• What you need to do: Report every line of the items that contains the word "woman".

--- Data provided ---

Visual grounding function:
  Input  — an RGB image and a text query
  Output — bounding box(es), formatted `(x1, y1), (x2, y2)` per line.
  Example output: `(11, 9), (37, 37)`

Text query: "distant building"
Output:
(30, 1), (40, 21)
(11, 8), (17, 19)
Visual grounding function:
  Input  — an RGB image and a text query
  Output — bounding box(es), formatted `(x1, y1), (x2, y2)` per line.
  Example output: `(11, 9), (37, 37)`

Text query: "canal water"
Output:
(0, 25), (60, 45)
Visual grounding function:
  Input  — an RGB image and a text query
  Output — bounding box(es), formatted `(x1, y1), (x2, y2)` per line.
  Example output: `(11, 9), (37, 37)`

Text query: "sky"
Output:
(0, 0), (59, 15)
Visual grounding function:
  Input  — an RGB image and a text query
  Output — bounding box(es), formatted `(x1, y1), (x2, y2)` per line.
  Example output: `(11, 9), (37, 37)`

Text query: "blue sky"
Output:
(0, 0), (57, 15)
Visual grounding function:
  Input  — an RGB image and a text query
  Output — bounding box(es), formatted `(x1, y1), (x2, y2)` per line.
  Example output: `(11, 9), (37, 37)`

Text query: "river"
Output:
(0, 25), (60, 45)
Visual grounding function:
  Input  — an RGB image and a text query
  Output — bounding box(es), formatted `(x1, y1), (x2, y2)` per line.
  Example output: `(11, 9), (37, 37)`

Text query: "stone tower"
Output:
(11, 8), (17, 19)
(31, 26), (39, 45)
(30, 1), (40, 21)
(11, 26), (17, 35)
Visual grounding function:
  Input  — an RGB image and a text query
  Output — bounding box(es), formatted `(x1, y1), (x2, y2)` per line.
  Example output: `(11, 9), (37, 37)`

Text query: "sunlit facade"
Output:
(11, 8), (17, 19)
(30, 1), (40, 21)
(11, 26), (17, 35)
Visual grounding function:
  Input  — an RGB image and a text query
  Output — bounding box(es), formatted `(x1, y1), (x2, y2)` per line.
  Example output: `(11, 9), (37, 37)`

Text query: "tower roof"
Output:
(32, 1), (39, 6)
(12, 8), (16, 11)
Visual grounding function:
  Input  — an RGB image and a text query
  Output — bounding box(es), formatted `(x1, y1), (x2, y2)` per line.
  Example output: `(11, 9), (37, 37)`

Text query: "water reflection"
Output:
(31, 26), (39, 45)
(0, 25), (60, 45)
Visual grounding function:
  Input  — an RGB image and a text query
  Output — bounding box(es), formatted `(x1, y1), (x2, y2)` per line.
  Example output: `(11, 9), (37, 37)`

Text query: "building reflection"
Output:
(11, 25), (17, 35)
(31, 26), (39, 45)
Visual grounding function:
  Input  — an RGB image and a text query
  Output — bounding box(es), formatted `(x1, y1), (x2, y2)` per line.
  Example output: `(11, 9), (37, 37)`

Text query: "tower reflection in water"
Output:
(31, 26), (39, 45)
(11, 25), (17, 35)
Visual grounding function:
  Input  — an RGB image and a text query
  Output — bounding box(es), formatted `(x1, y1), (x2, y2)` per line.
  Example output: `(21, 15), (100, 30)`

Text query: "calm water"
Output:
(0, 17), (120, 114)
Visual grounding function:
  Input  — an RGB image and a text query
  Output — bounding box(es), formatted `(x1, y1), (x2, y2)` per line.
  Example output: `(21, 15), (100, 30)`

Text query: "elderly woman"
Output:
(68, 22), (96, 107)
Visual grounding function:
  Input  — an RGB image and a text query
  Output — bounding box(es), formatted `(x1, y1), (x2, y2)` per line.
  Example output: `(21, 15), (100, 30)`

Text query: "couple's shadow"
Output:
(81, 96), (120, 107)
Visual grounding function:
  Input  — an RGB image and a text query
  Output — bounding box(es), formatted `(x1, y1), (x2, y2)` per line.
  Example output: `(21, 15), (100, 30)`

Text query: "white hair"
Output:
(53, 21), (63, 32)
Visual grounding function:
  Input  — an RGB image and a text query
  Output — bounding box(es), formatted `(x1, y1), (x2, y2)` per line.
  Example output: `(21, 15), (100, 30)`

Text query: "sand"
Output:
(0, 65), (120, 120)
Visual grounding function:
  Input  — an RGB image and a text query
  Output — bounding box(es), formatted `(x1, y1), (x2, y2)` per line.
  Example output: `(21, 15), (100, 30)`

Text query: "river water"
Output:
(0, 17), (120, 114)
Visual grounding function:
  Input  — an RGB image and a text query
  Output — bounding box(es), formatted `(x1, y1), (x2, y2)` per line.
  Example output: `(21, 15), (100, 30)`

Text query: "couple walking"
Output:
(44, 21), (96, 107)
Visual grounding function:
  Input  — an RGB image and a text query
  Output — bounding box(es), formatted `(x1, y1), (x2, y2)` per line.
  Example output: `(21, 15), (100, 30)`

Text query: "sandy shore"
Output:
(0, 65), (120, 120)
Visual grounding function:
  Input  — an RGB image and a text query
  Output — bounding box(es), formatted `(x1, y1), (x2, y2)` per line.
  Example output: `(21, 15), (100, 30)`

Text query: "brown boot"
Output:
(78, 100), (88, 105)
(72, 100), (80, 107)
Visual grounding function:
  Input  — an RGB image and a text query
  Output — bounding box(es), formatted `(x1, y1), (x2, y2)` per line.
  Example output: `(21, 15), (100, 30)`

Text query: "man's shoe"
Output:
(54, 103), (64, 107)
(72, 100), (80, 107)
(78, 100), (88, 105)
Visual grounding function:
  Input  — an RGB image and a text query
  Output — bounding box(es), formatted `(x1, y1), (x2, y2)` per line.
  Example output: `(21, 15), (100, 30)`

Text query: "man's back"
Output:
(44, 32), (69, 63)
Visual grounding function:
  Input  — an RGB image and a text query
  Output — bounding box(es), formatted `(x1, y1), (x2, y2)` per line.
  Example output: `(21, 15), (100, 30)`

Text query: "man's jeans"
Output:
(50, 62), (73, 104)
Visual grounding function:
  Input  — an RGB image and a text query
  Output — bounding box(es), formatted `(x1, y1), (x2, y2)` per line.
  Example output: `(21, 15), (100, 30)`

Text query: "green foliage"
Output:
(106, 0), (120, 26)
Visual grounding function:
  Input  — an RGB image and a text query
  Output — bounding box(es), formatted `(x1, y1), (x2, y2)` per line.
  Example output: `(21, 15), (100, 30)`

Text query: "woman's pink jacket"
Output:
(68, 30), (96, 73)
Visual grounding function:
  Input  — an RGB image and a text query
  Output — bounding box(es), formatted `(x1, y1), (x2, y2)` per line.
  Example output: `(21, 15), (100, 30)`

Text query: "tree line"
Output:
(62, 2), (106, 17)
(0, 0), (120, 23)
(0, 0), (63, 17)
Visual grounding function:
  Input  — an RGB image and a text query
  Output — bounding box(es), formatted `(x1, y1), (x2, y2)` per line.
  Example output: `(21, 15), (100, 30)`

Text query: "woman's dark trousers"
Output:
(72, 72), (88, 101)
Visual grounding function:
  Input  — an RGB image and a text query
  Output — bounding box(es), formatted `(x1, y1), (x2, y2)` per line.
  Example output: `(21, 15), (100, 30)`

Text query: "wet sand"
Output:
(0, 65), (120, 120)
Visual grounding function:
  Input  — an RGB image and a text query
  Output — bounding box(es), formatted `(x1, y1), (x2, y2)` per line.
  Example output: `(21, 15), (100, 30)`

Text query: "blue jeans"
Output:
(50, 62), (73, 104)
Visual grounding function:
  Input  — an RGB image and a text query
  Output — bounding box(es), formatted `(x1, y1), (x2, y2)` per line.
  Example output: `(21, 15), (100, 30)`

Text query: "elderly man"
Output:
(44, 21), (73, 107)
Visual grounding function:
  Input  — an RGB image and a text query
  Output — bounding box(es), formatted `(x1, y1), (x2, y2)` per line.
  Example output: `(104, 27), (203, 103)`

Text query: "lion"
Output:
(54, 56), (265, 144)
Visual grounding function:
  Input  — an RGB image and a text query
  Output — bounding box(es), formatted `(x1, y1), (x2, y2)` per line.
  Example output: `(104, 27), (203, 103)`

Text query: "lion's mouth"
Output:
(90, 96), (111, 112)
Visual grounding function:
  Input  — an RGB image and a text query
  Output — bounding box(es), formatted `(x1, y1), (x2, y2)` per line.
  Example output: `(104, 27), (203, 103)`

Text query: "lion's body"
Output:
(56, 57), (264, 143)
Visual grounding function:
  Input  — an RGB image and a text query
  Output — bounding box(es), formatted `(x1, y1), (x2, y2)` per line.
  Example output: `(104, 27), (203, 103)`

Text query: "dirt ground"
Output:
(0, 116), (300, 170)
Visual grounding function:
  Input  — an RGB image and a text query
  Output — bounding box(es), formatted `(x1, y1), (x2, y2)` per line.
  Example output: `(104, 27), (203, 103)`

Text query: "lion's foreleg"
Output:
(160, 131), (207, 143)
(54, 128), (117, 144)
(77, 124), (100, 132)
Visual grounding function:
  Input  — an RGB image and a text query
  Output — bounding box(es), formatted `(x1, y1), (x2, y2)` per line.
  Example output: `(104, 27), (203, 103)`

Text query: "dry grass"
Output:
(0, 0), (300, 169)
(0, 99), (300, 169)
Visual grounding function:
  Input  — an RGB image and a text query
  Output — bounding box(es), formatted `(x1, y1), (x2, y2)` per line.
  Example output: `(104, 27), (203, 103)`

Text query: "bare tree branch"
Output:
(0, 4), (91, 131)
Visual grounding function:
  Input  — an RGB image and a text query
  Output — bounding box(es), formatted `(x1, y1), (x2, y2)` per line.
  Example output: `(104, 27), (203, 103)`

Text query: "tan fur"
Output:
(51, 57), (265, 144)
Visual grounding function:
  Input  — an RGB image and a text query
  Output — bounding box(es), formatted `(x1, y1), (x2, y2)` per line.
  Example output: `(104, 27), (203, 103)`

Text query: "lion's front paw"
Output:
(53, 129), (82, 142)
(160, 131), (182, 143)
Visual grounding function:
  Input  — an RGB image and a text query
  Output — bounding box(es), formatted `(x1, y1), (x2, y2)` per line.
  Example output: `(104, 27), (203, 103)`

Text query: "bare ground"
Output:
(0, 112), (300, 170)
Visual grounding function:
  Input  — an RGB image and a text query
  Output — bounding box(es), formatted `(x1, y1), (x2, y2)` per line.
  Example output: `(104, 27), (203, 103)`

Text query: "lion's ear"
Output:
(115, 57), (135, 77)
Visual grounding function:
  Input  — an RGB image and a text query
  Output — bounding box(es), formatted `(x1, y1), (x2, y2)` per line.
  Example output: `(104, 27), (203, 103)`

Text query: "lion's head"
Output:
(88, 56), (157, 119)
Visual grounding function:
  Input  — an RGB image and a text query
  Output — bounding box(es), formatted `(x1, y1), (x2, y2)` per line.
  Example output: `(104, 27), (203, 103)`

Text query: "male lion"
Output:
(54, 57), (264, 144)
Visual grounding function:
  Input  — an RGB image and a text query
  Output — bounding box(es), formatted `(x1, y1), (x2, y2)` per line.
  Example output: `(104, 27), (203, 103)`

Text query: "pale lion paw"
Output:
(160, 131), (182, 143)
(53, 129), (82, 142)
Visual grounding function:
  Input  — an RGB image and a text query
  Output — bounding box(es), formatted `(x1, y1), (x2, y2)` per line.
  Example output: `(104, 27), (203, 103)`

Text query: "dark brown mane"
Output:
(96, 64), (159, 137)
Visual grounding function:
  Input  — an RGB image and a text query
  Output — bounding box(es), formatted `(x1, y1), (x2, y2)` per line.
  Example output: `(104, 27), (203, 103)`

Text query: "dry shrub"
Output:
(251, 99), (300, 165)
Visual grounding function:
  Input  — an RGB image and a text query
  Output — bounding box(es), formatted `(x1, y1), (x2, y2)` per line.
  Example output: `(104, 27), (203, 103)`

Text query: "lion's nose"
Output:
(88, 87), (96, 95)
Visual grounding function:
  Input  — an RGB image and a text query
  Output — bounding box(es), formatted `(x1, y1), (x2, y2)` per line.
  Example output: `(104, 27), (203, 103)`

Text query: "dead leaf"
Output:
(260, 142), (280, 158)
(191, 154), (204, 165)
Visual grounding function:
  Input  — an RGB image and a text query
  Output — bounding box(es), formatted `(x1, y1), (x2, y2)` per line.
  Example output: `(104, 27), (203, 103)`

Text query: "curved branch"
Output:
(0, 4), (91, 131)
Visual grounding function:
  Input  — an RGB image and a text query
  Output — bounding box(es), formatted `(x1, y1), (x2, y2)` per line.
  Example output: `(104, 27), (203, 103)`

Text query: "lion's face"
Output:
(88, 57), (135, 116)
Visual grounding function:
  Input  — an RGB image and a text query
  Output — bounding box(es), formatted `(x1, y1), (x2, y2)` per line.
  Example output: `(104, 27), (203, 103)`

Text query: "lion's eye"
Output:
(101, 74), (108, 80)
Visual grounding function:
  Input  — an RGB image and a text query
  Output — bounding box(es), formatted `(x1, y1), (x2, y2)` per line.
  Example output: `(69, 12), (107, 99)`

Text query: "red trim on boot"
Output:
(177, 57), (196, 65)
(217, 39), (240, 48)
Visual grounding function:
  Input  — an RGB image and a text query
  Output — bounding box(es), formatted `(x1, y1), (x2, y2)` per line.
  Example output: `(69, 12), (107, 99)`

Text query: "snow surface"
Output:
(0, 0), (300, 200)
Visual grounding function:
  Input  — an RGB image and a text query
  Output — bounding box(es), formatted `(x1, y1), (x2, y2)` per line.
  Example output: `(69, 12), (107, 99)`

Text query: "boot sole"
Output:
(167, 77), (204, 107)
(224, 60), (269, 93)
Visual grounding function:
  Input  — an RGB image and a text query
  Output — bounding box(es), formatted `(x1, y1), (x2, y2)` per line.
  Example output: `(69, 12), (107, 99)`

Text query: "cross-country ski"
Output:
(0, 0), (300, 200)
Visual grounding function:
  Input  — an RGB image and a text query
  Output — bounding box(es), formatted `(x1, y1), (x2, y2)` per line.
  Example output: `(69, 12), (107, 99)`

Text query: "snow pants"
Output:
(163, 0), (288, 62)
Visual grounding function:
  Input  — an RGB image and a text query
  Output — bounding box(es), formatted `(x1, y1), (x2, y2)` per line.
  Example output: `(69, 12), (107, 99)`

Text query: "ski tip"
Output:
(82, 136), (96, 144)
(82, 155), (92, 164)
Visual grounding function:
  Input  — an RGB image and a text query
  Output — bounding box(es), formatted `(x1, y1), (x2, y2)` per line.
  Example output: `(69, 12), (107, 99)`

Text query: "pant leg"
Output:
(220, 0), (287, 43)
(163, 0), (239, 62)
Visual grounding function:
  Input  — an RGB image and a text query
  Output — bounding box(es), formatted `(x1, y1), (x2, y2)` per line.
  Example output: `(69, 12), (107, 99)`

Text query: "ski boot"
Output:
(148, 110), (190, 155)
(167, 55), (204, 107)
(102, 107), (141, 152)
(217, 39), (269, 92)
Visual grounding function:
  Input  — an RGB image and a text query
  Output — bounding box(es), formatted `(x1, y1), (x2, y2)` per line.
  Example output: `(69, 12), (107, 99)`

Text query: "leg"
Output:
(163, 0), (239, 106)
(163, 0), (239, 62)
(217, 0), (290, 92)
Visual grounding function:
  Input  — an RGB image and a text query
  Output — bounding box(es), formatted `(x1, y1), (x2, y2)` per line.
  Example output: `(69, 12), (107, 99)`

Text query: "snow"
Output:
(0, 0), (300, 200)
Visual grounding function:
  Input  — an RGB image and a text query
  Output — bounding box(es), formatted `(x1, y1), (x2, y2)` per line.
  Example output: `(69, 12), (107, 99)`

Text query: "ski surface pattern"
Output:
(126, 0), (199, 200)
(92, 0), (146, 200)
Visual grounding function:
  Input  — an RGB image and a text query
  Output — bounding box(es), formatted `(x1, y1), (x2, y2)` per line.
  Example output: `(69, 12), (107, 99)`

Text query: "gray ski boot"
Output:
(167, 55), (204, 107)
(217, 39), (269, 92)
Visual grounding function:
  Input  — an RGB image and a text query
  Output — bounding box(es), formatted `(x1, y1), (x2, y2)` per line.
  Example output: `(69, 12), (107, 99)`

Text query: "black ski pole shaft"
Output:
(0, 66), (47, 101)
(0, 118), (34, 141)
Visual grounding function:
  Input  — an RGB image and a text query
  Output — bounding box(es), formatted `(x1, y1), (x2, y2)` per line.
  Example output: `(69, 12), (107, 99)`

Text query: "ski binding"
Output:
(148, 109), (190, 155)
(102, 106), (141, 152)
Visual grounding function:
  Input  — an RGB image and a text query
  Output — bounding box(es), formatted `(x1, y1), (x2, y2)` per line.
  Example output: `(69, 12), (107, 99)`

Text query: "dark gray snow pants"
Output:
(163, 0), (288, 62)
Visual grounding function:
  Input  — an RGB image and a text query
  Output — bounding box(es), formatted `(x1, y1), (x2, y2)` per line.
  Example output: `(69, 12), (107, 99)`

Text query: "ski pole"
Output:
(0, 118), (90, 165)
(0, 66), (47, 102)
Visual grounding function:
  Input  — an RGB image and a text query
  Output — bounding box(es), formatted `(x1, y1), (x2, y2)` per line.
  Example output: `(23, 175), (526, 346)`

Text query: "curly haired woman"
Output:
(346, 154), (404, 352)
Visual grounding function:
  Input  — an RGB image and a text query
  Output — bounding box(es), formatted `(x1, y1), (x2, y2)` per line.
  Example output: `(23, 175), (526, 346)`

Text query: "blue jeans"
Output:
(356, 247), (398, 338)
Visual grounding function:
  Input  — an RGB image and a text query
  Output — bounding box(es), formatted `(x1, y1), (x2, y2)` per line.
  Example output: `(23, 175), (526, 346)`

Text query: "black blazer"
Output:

---

• The result:
Text query: "elderly woman"
Text query: "woman's pink jacket"
Text query: "woman's dark trousers"
Text query: "curly haired woman"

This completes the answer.